Pointing and labeling entries:
⟨
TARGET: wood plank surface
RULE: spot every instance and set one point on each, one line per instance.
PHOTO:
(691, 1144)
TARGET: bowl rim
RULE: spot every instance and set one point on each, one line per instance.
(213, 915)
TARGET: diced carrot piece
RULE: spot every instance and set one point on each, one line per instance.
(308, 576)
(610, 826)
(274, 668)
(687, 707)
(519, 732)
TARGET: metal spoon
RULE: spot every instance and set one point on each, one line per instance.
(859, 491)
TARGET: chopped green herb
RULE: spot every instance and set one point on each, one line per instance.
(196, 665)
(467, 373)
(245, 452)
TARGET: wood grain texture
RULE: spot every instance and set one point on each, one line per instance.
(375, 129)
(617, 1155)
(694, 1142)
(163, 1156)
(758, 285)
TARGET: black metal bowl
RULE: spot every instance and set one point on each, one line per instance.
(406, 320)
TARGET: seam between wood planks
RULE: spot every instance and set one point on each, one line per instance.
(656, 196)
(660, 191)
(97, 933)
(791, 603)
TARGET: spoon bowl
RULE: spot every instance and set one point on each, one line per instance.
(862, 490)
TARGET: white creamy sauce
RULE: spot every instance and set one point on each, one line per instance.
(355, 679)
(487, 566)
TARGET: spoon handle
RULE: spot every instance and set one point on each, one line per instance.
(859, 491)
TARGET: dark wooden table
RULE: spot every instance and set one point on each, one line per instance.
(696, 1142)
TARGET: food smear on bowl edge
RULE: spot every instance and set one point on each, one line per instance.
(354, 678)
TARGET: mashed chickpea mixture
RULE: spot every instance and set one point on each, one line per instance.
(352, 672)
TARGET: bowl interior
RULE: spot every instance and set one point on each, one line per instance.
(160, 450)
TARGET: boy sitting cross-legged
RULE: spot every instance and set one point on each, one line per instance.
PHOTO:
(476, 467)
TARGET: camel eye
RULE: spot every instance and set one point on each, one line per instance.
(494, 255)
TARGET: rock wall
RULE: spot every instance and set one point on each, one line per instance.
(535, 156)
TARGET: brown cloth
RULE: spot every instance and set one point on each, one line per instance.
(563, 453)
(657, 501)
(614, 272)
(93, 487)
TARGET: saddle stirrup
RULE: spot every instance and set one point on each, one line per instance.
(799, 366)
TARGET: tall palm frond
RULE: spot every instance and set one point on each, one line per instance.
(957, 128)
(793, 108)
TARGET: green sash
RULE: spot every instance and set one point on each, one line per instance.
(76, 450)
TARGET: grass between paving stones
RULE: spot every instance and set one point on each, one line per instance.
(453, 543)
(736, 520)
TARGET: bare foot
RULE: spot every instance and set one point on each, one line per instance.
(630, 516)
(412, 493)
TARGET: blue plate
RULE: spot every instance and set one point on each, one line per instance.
⟩
WHAT TO WORK ON
Copy out all of the material above, line for line, with no changes.

TASK OUTPUT
TARGET: wood plank surface
RULE: spot every instance and set one point on each, one line per instance.
PHOTO:
(691, 1144)
TARGET: bowl rim
RULE: spot every instance and set one point on each, one line per instance.
(213, 915)
TARGET: diced carrot piece
RULE: spot every instance and set one point on each, one line per instance.
(308, 576)
(610, 826)
(274, 668)
(687, 707)
(519, 732)
TARGET: metal spoon
RULE: spot every instance and set one point on each, one line per instance.
(859, 491)
TARGET: chopped green herb
RULE: spot every instance and set one point on each, one line per instance.
(196, 665)
(467, 373)
(245, 452)
TARGET: wood grain texture
RULE: spot every instance and set one point on each, one line per instance.
(375, 129)
(617, 1155)
(694, 1142)
(163, 1156)
(758, 285)
TARGET: black metal bowl
RULE: spot every instance and set one point on each, one line per instance.
(406, 320)
TARGET: seam between wood planks
RULE: spot every instance and set one point on each, one line per instance.
(656, 196)
(660, 191)
(97, 933)
(791, 603)
TARGET: spoon bowl
RULE: spot every instance and set one point on each, one line per instance.
(862, 490)
TARGET: white creamy sauce
RULE: spot every instance and set one point on each, one line per instance.
(355, 679)
(487, 566)
TARGET: spoon handle
RULE: spot every instance and set one point on each, one line per instance.
(859, 491)
TARGET: dark wooden table
RULE: spot every instance and set one point on each, one line per instance.
(696, 1142)
TARGET: food smear on bowl edge
RULE: spot every instance and set one point on each, one line per instance.
(354, 678)
TARGET: mashed chickpea mixture
RULE: spot every instance and set one point on each, one line per instance.
(352, 672)
TARGET: bowl interior
RULE: spot every instance and set one point on each, one line per instance.
(160, 450)
TARGET: boy sitting cross-legged
RULE: spot every instance and set one point on each, one line per instance.
PHOTO:
(476, 467)
TARGET: camel eye
RULE: spot every instance and set one point on each, one line per instance.
(494, 255)
TARGET: rock wall
RULE: spot every instance and set one point on each, one line per instance.
(535, 156)
TARGET: brown cloth
RULE: spot every instance and set one point on each, one line per instance.
(563, 453)
(657, 501)
(614, 272)
(93, 487)
TARGET: saddle stirrup
RULE: spot every instance and set one point on each, one line per instance.
(799, 366)
TARGET: tall palm frond
RULE: spot every instance and set one point on each, one line per instance.
(957, 128)
(793, 108)
TARGET: green sash
RULE: spot every instance and set one point on each, one line per instance.
(76, 450)
TARGET: grass between paving stones
RULE: spot every instance and set one point on each, one line per instance.
(453, 543)
(736, 520)
TARGET: bare foot
RULE: spot every instance and set one point on each, one line per instance.
(630, 516)
(412, 493)
TARGET: blue plate
RULE: spot every instance and set one point on each, one line per instance.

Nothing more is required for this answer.